EXERCISE OBJECTIVE
Rewrite the stretch from the start of the entries through the line containing "point(419, 297)", changing every "pin" to "marker" and keeping everything else the same. Return only that stretch.

#### DATA FOR THIS TASK ####

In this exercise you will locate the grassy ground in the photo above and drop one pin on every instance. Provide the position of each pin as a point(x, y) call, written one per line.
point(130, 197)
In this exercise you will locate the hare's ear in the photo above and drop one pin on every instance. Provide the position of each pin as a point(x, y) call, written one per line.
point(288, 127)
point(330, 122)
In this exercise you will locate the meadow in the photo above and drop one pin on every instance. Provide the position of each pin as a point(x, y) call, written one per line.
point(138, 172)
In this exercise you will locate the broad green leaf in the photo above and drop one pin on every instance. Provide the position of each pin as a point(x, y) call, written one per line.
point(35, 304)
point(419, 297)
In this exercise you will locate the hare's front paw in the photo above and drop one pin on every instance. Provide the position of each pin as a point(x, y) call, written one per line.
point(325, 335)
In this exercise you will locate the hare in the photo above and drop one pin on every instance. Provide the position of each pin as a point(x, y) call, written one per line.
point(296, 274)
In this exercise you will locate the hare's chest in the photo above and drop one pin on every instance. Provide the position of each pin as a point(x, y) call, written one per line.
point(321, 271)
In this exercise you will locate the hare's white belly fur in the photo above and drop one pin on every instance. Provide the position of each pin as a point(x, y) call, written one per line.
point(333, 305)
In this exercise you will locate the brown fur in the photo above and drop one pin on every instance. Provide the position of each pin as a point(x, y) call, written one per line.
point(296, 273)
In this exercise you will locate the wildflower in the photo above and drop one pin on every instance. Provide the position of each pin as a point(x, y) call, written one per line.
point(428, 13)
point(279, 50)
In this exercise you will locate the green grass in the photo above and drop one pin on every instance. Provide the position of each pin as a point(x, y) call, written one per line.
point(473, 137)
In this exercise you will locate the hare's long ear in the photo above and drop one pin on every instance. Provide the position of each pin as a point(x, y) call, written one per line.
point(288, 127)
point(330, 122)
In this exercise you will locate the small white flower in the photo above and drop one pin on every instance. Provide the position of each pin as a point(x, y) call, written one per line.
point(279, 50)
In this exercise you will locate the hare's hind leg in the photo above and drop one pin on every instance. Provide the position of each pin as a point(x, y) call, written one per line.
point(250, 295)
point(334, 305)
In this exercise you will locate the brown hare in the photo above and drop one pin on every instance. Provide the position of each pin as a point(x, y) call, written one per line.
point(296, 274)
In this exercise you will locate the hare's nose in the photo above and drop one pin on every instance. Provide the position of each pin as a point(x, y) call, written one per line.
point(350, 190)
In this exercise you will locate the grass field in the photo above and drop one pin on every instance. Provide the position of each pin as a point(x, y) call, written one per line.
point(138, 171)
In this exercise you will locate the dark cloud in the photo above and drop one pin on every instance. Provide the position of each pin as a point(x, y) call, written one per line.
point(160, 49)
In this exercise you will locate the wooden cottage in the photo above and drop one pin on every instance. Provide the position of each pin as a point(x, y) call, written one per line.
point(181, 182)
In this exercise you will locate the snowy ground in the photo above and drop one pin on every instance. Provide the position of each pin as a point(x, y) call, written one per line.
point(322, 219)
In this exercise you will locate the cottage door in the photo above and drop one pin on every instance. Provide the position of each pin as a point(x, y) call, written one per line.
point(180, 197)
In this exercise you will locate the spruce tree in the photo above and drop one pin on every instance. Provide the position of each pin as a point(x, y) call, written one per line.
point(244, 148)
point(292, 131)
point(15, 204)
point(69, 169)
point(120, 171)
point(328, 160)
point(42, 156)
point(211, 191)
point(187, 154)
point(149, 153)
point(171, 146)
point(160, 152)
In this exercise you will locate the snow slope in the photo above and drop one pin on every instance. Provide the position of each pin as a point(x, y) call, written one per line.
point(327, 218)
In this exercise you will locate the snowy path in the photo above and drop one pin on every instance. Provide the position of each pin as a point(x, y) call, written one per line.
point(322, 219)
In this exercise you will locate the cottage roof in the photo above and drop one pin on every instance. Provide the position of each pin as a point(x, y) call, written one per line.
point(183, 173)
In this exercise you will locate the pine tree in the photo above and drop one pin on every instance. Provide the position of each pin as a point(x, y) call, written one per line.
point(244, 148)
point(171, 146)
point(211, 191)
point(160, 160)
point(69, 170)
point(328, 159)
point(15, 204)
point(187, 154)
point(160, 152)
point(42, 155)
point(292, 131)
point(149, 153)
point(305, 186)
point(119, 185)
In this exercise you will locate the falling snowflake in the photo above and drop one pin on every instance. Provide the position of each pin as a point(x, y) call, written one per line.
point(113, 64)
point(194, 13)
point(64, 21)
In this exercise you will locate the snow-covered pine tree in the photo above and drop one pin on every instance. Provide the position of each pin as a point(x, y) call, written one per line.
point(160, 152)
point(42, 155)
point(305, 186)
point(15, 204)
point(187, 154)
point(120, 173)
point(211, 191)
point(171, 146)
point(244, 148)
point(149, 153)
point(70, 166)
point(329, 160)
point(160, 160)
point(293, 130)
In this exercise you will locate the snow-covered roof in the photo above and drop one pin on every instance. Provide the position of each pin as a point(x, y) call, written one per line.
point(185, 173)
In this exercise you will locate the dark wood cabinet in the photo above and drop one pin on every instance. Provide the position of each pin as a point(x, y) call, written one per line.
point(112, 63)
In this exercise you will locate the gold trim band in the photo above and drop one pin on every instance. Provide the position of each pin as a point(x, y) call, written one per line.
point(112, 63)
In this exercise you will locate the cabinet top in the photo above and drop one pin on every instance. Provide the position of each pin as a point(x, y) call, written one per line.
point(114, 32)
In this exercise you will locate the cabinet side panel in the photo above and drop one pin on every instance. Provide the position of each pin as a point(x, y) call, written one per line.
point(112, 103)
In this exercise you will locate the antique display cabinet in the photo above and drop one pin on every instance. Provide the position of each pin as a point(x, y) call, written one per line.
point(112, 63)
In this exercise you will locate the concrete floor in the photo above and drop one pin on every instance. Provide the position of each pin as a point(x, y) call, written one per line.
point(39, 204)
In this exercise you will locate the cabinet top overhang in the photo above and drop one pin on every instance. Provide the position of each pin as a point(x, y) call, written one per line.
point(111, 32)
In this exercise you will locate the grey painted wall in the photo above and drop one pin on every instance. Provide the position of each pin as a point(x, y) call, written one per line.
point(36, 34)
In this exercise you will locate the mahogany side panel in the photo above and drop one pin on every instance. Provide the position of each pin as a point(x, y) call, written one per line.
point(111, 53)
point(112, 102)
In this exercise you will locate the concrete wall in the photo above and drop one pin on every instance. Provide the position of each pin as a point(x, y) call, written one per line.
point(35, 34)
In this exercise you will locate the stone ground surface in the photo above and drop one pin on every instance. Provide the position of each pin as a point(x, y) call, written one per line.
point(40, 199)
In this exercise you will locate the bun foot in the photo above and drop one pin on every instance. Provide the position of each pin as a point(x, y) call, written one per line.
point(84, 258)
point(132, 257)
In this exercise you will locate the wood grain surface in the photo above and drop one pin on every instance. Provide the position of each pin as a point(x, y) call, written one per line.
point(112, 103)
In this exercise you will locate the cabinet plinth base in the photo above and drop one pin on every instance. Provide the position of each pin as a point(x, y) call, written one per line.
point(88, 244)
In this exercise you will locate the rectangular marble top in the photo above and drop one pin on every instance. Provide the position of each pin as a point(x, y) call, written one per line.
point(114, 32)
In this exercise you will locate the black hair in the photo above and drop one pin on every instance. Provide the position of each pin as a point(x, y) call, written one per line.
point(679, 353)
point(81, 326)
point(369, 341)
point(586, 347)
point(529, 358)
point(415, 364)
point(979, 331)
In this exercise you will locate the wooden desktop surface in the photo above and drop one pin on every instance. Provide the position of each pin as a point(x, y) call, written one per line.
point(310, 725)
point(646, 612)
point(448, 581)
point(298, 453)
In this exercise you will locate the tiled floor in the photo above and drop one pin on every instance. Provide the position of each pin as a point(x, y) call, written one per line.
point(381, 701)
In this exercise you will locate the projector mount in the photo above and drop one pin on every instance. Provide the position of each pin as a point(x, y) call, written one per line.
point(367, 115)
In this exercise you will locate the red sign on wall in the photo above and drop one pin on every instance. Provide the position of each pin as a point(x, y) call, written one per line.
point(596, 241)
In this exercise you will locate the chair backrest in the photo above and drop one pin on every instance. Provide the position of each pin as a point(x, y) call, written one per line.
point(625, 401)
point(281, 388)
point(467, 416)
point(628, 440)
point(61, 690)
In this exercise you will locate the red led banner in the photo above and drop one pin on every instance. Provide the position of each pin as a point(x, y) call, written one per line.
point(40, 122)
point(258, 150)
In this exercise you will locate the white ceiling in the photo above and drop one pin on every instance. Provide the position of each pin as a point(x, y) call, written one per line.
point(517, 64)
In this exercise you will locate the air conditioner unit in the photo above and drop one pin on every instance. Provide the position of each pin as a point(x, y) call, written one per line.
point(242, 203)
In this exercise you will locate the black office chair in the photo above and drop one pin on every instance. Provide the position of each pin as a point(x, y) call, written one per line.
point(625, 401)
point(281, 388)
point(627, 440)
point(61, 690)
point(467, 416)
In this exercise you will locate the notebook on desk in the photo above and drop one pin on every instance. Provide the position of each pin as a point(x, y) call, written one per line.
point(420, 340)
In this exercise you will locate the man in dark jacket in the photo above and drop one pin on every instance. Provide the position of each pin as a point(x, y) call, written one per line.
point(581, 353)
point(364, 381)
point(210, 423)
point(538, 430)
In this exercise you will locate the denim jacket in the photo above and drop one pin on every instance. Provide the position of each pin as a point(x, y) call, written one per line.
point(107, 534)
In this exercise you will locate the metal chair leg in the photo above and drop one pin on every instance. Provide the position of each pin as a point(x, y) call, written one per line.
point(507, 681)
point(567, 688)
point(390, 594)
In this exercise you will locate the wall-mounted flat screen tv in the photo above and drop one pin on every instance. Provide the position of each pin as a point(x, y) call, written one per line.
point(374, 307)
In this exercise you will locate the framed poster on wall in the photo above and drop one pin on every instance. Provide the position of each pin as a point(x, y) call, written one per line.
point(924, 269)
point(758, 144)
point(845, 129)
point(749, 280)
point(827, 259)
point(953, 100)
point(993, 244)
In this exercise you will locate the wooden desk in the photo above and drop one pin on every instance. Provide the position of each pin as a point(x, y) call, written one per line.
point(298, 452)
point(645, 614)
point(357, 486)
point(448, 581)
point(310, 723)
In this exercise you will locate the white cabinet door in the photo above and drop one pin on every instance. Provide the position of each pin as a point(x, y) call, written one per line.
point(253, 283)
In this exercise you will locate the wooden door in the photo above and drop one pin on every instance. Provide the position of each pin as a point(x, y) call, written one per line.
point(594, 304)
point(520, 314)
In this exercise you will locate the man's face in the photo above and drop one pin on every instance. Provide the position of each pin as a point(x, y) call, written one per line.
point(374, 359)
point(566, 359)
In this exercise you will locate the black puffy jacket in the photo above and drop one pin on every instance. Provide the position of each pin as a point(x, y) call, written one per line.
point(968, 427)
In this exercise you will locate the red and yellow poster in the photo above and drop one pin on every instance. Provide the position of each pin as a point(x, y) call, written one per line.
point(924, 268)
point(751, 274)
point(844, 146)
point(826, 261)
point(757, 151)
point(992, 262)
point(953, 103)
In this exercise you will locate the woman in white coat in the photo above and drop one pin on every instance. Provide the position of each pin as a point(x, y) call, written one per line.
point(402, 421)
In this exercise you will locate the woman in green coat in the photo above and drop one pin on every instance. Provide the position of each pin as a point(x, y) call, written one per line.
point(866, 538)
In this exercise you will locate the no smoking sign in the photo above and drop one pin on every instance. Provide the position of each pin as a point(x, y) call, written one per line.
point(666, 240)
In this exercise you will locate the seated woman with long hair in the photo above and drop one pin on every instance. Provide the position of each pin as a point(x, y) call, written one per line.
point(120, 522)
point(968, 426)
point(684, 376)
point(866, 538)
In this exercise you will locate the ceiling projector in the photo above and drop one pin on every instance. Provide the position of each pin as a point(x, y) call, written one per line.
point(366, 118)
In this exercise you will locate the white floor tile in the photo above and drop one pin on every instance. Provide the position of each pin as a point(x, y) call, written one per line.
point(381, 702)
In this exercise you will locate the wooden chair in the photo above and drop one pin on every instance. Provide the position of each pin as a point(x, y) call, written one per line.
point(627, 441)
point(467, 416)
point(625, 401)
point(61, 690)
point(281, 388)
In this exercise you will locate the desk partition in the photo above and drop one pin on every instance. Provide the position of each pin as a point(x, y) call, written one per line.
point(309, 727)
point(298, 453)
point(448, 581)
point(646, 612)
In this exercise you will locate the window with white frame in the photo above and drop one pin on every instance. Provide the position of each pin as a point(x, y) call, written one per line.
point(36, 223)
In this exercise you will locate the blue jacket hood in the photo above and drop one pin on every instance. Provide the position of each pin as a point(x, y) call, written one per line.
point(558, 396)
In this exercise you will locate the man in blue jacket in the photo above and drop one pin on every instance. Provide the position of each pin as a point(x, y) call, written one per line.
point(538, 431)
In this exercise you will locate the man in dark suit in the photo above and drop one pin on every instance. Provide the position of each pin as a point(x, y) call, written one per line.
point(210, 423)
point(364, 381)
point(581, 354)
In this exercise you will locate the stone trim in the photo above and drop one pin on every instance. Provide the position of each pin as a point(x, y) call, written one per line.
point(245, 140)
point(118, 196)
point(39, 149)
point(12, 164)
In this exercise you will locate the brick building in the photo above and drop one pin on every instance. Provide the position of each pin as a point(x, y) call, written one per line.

####

SOLVED PROBLEM
In this exercise you will locate the grassy ground in the photo above and drop one marker on every instance. Provide the position of each marker as a point(x, y) call, written one per line.
point(130, 197)
In this exercise you will locate the hare's ear in the photo above and drop one marker on every instance. Provide the position of each marker as a point(x, y) call, written one per line.
point(288, 127)
point(330, 122)
In this exercise you will locate the meadow in the photo above and drop one marker on every instance. Provide the position of each marker as a point(x, y) call, written one per line.
point(138, 172)
In this exercise you will locate the broad green leaf in the photo above and drop one marker on every instance. Provide the position of each marker as a point(x, y) call, written one per line.
point(35, 304)
point(419, 297)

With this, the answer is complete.